Records for the exercise Start Marker

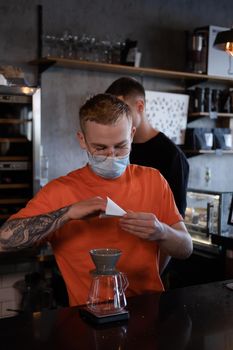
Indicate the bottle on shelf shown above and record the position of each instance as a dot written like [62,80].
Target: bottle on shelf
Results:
[44,168]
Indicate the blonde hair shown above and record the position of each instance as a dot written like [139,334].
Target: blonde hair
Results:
[103,109]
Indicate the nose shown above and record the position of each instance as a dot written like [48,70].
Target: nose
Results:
[110,152]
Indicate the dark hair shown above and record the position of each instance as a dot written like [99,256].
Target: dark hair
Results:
[126,87]
[103,109]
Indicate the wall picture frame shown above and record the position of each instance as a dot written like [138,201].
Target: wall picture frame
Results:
[230,216]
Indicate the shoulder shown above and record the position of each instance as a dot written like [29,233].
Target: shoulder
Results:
[144,171]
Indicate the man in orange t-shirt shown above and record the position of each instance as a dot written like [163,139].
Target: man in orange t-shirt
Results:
[66,211]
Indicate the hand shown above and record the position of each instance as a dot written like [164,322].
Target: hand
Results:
[88,208]
[143,225]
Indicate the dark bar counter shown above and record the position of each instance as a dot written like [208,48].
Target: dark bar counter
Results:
[195,318]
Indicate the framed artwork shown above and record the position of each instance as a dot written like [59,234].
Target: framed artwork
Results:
[168,112]
[230,217]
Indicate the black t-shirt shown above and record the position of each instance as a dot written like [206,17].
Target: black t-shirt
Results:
[161,153]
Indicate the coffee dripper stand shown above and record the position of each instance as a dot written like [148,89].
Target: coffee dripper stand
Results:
[106,300]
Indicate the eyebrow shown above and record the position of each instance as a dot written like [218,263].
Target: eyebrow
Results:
[103,145]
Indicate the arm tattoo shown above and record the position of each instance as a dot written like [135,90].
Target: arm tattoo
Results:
[24,233]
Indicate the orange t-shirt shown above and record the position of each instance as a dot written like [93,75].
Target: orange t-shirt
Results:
[139,189]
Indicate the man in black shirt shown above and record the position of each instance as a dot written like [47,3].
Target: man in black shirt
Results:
[151,147]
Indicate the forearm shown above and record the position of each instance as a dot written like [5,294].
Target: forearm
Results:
[163,261]
[24,233]
[177,243]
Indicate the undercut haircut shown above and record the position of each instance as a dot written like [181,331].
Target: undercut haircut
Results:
[126,87]
[104,109]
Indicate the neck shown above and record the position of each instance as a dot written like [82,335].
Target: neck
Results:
[144,133]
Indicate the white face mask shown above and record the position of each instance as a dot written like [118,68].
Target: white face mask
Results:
[108,167]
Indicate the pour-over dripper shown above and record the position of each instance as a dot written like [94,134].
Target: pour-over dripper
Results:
[105,259]
[106,295]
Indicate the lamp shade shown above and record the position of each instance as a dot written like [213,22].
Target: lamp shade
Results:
[224,41]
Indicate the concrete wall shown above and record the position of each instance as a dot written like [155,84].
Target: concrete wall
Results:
[158,25]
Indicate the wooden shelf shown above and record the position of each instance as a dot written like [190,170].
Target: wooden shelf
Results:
[45,63]
[10,186]
[13,200]
[13,139]
[14,158]
[14,121]
[211,151]
[4,216]
[206,114]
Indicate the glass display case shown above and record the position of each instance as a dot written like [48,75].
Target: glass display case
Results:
[207,212]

Records for the exercise End Marker

• **Work to complete**
Which lines above run from the one containing "Target: eyebrow" to the one containing "Indicate the orange"? Give them again exactly, both ends included.

• **Expected answer**
Target: eyebrow
Results:
[103,145]
Indicate the arm tattoo shown above and record the position of each instance as a dot written like [135,90].
Target: arm tattoo
Results:
[24,233]
Indicate the orange t-shirt shown above and record the position of each instance as a dot written like [93,75].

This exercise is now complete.